> _Text provided_
Content starts

Comparative genome sequencing can be used to identify genomic regions that have been conserved or have diverged throughout evolution. Broad comparisons of genome sequences from species residing on distant branches of the evolutionary tree can reveal loci that have remained relatively unchanged over time (Pennacchio and Rubin 2001). Conservation implies essential (or universal) function, and such sequences are thought to be constrained by negative selection. Conversely, genomic regions associated with elevated rates of divergence among closely related species indicate positive selection (Boffelli et al. 2003). We have applied these principles to perform evolutionary analyses of the genomic regions containing the foundation kinetochore protein genes CENP-A, -B, and -C. These proteins provide part of the interface between centromeric DNA and the outer kinetochore (Amor et al. 2004) and, as such, are potential mediators of meiotic drive (Henikoff et al. 2001; Malik and Henikoff 2002; Dawe and Henikoff 2006; Malik and Bayes 2006).

By generating and analyzing orthologous genomic sequences from a diverse set of primates, we have, for the first time, demonstrated positive selection acting on mammalian CENP-A. This protein is a histone H3 variant that plays a central role in the centromere-specific nucleosome (Allshire and Karpen 2008). Prior studies found positive selection acting on Drosophila (Malik and Henikoff 2001; Malik et al. 2002) and Arabidopsis (Talbert et al. 2004) homologs of human CENP-A. However, a broad evolutionary comparison of mammalian (human, chimpanzee, mouse, rat, and bovine) CENP-A homologs failed to reveal evidence of positive selection (Talbert et al. 2004).

Throughout evolution, the CENP-A histone-fold domain has been highly conserved, unlike the highly variable (with respect to length and sequence) N-terminal tail (Yoda et al. 2000; Henikoff et al. 2001). Although very little data exist regarding posttranslational modification of CENP-A (Zeitlin et al. 2001), extensive characterization of the closely related histone H3 protein has identified modifications of one threonine, seven lysine, four arginine, and two serine residues within the N-terminal tail (Kouzarides 2007). Interestingly, the identity and modification status of only one of these sites (serine 10 in histone H3 and serine 7 in CENP-A) is conserved in the CENP-A protein. In fact, at each of the other modified histone H3 positions, a different amino-acid residue is present and predicted to be modified in CENP-A.

The major feature of CENP-A evolution highlighted by our comparative analyses is the presence of species-specific DNA sequences, especially in the N-terminal tail. Such variation affects potential posttranslational modification sites and points to the intriguing possibility that each species has a unique combination of centromeric DNA and CENP-A protein sequence. This feature of CENP-A evolution supports both an ongoing genetic conflict at the centromere that is linked with speciation (Henikoff et al. 2001) and epigenetic compensation for rapidly evolving DNA (Dawe and Henikoff 2006).

Content ends

> _Task details_
Continue the passage on CENP-A evolution from its last sentence.

> _Listed records_

Content starts

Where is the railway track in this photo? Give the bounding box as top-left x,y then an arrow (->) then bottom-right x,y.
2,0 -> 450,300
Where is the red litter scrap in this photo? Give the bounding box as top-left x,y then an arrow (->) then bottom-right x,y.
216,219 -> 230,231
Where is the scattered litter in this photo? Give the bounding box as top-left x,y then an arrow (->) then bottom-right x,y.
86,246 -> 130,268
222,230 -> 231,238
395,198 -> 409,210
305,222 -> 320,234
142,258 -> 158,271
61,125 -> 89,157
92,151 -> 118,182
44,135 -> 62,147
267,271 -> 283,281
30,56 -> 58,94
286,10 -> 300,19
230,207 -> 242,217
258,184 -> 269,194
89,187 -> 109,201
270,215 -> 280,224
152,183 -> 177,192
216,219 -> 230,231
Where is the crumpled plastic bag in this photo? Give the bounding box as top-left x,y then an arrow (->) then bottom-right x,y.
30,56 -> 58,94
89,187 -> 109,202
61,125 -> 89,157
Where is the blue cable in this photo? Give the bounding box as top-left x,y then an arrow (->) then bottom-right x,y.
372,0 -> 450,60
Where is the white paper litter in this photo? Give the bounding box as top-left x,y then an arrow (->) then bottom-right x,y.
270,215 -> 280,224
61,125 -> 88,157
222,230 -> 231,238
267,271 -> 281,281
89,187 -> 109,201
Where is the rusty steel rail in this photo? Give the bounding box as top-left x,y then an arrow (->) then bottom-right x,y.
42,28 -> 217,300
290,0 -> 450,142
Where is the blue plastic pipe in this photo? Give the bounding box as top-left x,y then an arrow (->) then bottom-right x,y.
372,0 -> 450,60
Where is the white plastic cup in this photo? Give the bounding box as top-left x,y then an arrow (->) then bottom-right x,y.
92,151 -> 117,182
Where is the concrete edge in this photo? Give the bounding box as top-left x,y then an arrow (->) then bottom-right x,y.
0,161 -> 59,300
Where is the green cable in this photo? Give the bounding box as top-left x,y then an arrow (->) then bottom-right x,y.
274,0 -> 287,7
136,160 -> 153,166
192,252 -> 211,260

Content ends
Content starts

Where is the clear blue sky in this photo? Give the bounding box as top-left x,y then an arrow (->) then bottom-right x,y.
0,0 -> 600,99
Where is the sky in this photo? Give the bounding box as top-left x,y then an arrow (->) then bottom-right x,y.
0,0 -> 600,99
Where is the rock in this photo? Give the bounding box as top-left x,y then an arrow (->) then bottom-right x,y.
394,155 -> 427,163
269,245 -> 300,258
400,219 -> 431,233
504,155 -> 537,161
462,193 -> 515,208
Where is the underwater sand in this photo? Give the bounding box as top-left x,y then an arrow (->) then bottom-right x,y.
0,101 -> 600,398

Content ends
Content starts

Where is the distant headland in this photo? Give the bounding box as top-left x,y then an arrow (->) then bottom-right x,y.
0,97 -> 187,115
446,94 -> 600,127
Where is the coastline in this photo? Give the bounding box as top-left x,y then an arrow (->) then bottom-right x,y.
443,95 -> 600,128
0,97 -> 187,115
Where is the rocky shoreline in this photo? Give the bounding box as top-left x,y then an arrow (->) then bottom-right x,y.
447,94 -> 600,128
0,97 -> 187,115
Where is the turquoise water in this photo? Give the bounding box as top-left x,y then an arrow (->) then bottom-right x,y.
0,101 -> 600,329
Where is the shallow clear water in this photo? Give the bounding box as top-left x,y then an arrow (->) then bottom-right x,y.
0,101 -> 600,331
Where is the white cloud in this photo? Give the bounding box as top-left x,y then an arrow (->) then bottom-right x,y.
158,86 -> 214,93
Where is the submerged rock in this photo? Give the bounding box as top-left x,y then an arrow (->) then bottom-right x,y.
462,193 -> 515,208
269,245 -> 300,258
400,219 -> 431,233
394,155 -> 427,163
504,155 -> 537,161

Content ends

> _Output below_
Homologs of human CENP-C have been shown to be subject to positive selection in all species examined, including some mammals (Talbert et al. 2004). Residues under positive selection in mammalian CENP-C were shown to lie within the central DNA-binding region. Interestingly, we found signatures of positive selection throughout the CENP-C protein; in fact, each region of this protein that has been previously demonstrated to be functionally important was found to contain residues under positive selection.

Although we did not detect evidence of positive selection acting on CENP-B, our analyses highlight an intriguing relationship between CENP-B and CENP-C. The CENP-C-interaction domain of the CENP-B protein is highly variable among primate species, yet the rest of the protein is otherwise highly conserved. Positioned in the central portion of the protein, the CENP-C-interaction domain appears to have been subjected to numerous insertion and deletion events throughout evolution. CENP-B binds to DNA via its N-terminus and forms homodimers at its C-terminus. It is thus intriguing that the one evolutionarily dynamic region of CENP-B represents the portion of the protein that interacts with other kinetochore components.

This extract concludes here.